▸ **What is expected**: Reproduce the line that holds "Report the position of each instance of the ceiling" together with all the lines after it up to the end of the entries.

▸ **Data excerpts**:
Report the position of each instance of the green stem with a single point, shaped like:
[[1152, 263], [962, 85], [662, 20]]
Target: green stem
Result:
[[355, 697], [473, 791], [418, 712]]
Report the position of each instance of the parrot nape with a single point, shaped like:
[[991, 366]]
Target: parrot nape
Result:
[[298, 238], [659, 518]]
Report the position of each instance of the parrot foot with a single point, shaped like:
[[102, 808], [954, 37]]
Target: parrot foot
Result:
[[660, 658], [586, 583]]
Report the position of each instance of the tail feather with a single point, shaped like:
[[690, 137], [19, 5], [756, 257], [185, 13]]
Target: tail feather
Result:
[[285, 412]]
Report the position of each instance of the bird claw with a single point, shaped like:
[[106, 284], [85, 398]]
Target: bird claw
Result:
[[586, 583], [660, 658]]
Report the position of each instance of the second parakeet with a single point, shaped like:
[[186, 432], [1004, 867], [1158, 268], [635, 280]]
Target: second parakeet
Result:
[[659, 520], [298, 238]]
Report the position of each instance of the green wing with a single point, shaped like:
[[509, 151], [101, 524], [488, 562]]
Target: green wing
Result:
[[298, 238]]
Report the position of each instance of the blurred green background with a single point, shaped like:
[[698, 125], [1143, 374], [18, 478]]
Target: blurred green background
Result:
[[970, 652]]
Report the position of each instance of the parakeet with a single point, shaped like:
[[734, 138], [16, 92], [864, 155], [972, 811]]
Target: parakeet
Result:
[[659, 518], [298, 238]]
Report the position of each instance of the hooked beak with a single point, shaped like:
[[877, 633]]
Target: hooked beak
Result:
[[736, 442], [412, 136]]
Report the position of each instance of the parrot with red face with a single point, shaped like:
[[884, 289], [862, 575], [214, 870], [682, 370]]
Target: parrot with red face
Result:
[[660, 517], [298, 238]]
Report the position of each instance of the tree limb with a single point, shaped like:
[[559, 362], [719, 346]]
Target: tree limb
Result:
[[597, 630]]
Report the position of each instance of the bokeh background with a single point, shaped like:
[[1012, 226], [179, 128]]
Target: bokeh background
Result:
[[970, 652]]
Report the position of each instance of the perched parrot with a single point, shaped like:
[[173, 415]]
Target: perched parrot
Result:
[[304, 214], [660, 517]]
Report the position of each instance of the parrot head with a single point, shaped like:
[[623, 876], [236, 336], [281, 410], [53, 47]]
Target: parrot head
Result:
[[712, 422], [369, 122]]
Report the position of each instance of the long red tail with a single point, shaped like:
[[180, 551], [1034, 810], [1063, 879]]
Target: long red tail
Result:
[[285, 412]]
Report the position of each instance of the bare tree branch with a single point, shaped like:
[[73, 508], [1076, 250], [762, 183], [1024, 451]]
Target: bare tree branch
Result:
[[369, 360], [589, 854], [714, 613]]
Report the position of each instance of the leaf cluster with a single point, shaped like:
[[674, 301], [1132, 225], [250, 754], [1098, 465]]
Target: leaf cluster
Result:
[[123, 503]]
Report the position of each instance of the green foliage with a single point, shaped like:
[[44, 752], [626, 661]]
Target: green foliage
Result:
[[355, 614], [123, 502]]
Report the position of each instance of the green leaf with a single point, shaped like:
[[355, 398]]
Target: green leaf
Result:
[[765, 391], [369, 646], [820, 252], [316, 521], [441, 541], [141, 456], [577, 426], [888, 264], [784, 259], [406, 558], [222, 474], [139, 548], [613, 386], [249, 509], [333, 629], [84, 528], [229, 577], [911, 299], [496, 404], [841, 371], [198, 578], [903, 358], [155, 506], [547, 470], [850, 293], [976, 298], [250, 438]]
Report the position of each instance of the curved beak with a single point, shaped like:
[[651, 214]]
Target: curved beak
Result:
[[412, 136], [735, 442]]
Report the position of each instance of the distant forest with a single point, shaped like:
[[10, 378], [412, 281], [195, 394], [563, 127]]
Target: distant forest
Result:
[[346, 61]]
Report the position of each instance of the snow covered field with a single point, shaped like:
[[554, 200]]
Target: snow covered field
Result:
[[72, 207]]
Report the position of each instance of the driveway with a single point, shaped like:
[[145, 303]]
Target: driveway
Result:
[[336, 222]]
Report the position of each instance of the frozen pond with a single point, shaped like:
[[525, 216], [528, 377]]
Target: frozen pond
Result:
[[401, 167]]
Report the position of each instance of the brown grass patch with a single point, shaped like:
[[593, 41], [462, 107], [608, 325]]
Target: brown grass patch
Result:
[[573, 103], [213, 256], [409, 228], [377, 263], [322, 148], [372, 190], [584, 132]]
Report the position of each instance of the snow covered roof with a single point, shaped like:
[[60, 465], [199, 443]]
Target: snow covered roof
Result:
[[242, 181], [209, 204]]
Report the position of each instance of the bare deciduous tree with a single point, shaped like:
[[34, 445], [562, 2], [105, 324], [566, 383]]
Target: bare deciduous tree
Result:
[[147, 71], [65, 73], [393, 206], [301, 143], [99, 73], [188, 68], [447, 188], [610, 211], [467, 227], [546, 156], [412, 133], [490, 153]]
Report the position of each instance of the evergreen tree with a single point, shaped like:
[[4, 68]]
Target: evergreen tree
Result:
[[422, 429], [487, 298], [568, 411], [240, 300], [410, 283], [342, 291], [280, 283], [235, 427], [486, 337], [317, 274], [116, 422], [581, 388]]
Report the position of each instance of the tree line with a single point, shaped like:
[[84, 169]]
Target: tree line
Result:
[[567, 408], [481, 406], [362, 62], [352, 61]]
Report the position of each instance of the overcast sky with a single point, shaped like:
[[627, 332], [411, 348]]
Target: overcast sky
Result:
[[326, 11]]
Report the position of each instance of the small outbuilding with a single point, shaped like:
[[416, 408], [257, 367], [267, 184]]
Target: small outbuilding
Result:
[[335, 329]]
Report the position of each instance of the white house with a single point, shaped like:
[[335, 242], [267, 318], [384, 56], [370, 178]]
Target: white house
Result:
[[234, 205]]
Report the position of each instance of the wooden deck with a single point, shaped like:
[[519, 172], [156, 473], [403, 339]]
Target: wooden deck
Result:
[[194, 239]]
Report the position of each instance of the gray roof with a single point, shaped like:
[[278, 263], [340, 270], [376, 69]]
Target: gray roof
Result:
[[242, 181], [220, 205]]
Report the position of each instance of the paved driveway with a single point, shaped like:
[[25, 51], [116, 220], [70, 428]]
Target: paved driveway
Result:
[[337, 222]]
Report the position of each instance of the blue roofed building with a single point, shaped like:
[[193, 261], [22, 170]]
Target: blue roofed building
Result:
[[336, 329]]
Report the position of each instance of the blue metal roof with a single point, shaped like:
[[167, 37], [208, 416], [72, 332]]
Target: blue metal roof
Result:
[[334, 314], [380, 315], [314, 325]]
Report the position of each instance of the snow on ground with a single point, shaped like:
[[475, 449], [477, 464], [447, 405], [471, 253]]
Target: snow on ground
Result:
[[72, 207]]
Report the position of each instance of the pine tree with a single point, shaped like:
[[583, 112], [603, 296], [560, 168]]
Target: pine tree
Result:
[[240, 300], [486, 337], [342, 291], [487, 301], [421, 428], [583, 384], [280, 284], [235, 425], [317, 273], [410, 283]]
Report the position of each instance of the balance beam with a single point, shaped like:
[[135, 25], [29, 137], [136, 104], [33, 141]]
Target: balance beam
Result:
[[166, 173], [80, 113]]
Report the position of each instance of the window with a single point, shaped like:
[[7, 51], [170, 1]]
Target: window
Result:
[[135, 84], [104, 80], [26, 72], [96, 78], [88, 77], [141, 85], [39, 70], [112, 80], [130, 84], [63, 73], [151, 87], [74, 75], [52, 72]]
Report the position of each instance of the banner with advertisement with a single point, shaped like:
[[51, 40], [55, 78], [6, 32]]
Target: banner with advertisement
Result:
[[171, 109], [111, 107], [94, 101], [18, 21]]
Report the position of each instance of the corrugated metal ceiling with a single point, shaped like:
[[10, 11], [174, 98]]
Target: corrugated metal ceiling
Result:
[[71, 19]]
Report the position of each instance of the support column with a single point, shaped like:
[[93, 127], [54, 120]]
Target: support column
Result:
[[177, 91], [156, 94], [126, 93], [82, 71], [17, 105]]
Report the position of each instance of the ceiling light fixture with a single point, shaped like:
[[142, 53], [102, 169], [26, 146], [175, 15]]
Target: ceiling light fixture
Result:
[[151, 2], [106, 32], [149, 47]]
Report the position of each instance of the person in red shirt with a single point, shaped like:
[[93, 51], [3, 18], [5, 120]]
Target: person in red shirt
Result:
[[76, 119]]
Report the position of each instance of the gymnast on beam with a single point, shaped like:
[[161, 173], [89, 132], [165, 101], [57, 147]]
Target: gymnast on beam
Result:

▸ **Finished task**:
Report the position of each instance of the ceiling light fixture with a single point, shaped like:
[[142, 53], [102, 169], [26, 146], [175, 15]]
Target: ceiling light fixture
Result:
[[151, 2], [106, 32], [149, 47]]
Report the position of each instance of the person in red shirt with a single point, shaped like:
[[93, 51], [3, 18], [5, 120]]
Target: person in red shirt
Result:
[[76, 119]]
Report the position of each instance of the gymnast on beam with a single point, shaped like:
[[161, 173], [89, 132], [165, 101], [57, 147]]
Target: gymnast on beam
Result:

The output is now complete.